As Ireland continues to emerge from the COVID-19 pandemic, its entrepreneurs and family owned businesses will play a huge role in the jobs-led recovery of the economy. The resilience of Irish businesses over the past year and a half has been remarkable, dealing with the challenges of both Brexit and the pandemic while continuing to innovate and make new strides in sustainability and digital transformation. Currently, the Government is targeting a eight to ten percent unemployment rate for next year, down from the current 22 percent rate. It also wants to see 2.4 million in unemployment by 2024, which is significantly higher than pre pandemic levels. KPMG tax partner Olivia Lynch believes that Irelands entrepreneurs, family owned businesses, and small business will be crucial in helping the Irish economy to recover and meet these goals. Lynch also leads KPMG’s private enterprise sector and believes that the Government is aware of the need to support these types of businesses moving forward.
Small businesses and entrepreneurships are a critical part of the backbone of Ireland’s society and economy. Lynch says “There are 160,000 family businesses in Ireland employing 938,000 people, that’s close to half of all employment in the country, and it is very important that the sector gets the support it needs as we recover from the pandemic.” The support, she says, should be aimed to help businesses to invest in digital transformation, diversity, and overseas expansion, but the most pressing issue is liquidity. A tax or other measure to support liquidity could be a saving grace for businesses, allowing them to look into things like digital transformation and overseas expansion while facing challenges due to reduced capacity laws imposed by COVID restrictions.

> _PROBLEM SET_:
a) Decide whether each statement agrees with the article on Irish family businesses. Answer yes or no and quote the deciding words from the article. (i) Olivia Lynch leads KPMG's private enterprise sector. (ii) Lynch names overseas expansion as the most pressing issue. (iii) Ireland has 160,000 family businesses.
b) According to Lynch in the article on Irish family businesses, how many people do those businesses employ?
c) Give a continuation of the article on Irish family businesses, starting after its final sentence.

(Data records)
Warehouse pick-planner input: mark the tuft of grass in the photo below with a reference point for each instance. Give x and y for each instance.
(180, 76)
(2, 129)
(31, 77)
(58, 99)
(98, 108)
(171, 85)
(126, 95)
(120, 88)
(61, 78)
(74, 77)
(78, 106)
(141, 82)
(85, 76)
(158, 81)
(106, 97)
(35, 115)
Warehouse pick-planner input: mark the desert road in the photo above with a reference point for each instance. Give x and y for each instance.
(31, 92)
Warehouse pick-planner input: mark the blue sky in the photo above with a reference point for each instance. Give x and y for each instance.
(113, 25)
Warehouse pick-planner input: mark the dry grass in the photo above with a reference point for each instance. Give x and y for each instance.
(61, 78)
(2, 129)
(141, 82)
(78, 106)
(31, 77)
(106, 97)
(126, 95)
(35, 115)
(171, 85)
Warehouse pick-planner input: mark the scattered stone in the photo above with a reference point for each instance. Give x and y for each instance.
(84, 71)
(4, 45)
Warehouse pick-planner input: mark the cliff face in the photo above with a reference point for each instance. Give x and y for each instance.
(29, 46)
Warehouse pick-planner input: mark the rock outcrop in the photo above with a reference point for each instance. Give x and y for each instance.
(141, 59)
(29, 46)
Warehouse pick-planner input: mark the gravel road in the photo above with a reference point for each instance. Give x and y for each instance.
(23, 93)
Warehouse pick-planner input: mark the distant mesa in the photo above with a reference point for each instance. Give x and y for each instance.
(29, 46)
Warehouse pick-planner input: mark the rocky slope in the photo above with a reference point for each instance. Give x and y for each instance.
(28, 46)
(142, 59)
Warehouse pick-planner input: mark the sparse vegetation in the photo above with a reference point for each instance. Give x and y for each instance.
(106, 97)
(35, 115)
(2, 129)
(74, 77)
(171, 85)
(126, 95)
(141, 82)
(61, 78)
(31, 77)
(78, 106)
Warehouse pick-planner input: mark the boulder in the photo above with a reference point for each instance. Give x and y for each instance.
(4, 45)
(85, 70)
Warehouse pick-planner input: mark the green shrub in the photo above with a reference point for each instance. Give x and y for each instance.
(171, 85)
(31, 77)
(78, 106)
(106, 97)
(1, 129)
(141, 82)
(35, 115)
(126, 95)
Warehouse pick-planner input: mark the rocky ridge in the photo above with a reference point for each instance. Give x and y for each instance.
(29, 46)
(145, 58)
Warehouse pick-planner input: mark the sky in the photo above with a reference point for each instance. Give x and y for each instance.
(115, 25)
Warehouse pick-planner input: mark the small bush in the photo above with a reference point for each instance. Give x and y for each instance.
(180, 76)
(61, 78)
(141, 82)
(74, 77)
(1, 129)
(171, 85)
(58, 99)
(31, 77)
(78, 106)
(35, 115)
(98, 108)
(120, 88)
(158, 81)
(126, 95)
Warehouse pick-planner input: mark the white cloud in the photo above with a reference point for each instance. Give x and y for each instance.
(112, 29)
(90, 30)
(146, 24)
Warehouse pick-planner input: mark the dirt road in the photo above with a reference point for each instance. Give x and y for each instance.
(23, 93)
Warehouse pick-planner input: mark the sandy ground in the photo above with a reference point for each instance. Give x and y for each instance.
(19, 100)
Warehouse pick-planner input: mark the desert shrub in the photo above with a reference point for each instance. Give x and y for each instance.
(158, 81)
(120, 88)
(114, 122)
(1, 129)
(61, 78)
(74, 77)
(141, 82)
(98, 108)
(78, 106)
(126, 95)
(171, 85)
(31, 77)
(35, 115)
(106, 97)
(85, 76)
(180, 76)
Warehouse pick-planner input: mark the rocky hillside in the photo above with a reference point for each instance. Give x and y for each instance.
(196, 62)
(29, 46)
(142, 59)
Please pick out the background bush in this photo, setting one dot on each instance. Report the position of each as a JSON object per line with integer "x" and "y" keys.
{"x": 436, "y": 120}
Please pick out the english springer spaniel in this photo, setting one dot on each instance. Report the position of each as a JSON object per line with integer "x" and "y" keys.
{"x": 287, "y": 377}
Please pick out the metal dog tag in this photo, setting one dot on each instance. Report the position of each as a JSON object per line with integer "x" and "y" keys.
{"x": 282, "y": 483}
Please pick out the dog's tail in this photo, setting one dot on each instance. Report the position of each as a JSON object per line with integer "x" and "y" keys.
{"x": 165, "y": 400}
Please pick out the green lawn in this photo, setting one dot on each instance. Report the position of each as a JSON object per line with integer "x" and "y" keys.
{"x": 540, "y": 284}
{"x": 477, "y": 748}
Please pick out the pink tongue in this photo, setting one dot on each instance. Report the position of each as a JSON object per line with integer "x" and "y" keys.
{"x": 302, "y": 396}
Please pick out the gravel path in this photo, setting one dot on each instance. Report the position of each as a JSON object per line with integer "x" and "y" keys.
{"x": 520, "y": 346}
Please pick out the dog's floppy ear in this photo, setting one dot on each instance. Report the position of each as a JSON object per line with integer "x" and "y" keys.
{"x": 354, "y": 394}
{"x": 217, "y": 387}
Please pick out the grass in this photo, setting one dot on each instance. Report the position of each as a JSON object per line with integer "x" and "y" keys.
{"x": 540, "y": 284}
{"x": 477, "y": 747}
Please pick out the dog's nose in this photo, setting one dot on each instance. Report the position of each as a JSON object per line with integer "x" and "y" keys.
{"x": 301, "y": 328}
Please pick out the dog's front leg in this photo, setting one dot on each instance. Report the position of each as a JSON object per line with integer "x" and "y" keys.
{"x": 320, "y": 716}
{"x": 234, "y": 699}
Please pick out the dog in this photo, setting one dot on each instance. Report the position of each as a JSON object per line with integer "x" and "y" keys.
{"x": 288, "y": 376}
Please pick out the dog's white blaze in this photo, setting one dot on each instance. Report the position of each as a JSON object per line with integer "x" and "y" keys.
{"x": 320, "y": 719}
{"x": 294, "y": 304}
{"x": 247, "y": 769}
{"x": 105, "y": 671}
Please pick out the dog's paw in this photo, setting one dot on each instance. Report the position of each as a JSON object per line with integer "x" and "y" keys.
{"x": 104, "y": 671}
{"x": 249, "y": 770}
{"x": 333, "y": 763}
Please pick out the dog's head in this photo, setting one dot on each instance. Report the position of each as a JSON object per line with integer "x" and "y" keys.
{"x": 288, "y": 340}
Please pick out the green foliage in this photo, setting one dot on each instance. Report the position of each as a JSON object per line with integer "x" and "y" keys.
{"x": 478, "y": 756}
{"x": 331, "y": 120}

> _RESPONSE LIST_:
a)
(i) Yes: "Lynch also leads KPMG’s private enterprise sector"
(ii) No: "but the most pressing issue is liquidity"
(iii) Yes: "There are 160,000 family businesses in Ireland"

b) 938,000 people.

c)
However, the pandemic hasn’t been all bad for these businesses. The gift of time has been the greatest benefit brought on by the pandemic. The gift of time has allowed business owners to step back from the day to day proceedings of their business and look towards the future. Business owners have been able to focus on things like expanding markets and product offerings, and focus on digital transformation, which is extremely important given the rapid changes in consumer behavior brought on by COVID. Lynch says “The smartest businesses I see are those with one eye on some kind of exit or investment event. For a business to be attractive to investors it has to have the right people, the right organisation and governance structure, and be obsessive about the needs of the customer. That’s what it’s all about. And we see that in Irish businesses.” There is also a large amount of cash available looking for investment opportunities, and the most appealing investments are those businesses with their eyes set on the future. Businesses that have used the time given by the pandemic wisely by focusing on innovation are sure to benefit from increased investment and support as Ireland continues to reopen and recover.